Passage.

ORCA is an implementation of RISC-V. It is intended to target FPGAs and can be configured as either RV32I a RV32IM core.
ORCA can be used as a standalone processor, but was built to be a host to Vectorblox's proprietary Lightweight Vector Extensions (LVE) or full-fledged Matrix processor MXP.
It has optional AXI3/4 instruction and data caches, a separate AXI4-Lite interface for uncached transactions, and an auxiliary interface that can be configured as either WISHBONE, Intel Avalon, or Xilinx LMB.
A Qsys component is provided for easy integration into the Intel toolchain, as well as a Vivado IPI component for Xilinx integration.
To build the toolchain, set RISCV_INSTALL
to be the destination directory for
the toolchain, for instance /opt/riscv/
, then run
GIT_TOP/tools/riscv-toolchain/build-toolchain.sh
.
We have sample projects for different vendor platforms in the systems/ subdirectory.
The zedboard directory contains a Xilinx Vivado sample project that targets the Zeboard development board using the Zynq-7000 XC7Z020-CLG484-1 SoC.
The de2-115 directory contains a Intel Qsys/Quartus project that targets the DE2-115 (found in the TPad or Veek development systems).
In addition to these example system we provide a system (in the sim directory) for use in debug and automated tests using Modelsim. We use Intel Qsys to help maintain these systems and generate interconnect. The example systems can be simulated in full if desired; see the README in each individual directory for details.
Below is an overview of the various generics exposed from the top level to configure the ORCA core (ORCA external memory interface generics are in a separate section below). If using Intel Quartus/Qsys or Xilinx Vivado a graphical interface which simplifies setting the generics is provided.
Reserved for future RV64 support; currently only a value of 32 supported.
Address that the first instruction to be executed at reset is located.
Reset value of the mtvec
register. The register defines the address of the
first instruction to be executed on machine traps (i.e., interrupts and
exceptions). The value of mtvec
can be changed via software after reset.
Number of outstanding instruction fetches in flight supported; a higher number will use more area but get more throughput if there are multiple cycles of delay to instruction RAM.
Number of Branch Target Buffer (BTB) entries. If set to 0 there is no branch prediction (equivalent to all branches predicted untaken). If set to 1 or more then branch prediction is done using a simple direct-mapped 1-bit BTB. BTB entries are stored in simple dual-port distributed RAMs (LUTRAMs) for architectures that support them and so should not be set to excessive size (currently they are limited to 64-entries max). If your architecture does not support distributed RAMs then flip-flops will be used and the number of BTB entries should be kept to the low single digits.

Records supplied.

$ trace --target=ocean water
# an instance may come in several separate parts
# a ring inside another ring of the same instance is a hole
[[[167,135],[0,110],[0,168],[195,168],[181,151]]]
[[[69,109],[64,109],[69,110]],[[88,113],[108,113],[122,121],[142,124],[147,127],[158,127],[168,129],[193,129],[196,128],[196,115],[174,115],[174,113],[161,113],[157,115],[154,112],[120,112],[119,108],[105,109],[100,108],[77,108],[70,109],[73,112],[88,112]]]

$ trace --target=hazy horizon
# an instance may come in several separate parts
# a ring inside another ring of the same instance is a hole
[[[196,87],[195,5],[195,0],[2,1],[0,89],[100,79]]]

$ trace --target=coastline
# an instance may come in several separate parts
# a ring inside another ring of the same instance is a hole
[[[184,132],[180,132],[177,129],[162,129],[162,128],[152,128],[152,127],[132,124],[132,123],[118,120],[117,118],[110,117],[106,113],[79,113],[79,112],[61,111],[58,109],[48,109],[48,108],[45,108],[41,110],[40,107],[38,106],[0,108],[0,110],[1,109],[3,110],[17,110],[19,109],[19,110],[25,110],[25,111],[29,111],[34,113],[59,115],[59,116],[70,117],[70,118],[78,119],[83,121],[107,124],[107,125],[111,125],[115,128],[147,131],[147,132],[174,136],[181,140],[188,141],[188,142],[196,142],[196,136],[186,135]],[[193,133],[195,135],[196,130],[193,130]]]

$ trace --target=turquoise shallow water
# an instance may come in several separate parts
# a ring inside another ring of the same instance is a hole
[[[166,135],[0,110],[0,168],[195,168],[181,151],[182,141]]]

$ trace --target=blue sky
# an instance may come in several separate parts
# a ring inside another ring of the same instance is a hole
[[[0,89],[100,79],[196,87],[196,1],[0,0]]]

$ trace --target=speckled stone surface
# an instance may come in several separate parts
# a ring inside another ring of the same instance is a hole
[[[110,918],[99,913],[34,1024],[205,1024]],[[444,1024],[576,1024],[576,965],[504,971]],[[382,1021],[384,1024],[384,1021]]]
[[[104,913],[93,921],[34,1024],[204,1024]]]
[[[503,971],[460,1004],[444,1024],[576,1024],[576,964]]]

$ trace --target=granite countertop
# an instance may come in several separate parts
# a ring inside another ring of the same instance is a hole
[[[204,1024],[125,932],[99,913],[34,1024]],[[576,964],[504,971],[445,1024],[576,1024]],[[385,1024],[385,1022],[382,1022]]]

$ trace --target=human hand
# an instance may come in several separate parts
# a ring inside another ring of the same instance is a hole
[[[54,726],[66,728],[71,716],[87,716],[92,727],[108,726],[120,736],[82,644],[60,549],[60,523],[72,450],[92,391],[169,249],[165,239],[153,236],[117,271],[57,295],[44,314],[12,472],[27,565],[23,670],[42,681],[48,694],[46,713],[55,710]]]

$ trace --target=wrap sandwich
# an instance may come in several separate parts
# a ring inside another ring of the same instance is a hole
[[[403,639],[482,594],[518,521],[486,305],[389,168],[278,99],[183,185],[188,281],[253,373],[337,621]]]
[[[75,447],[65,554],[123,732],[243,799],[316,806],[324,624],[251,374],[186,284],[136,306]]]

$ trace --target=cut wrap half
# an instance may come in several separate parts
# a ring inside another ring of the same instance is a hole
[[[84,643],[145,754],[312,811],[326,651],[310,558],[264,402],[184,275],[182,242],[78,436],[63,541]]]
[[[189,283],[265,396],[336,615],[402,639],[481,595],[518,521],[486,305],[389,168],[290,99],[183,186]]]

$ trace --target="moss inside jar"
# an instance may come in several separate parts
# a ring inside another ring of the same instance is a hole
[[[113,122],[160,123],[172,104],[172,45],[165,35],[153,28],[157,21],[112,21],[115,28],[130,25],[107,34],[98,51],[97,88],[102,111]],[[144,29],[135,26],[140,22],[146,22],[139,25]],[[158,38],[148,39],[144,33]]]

Goal of the exercise. According to the ORCA description, what happens to branch prediction when the number of BTB entries is set to 0? The rows come from a different source than the ORCA description.

Output of the task. There is no branch prediction, which is equivalent to all branches being predicted untaken.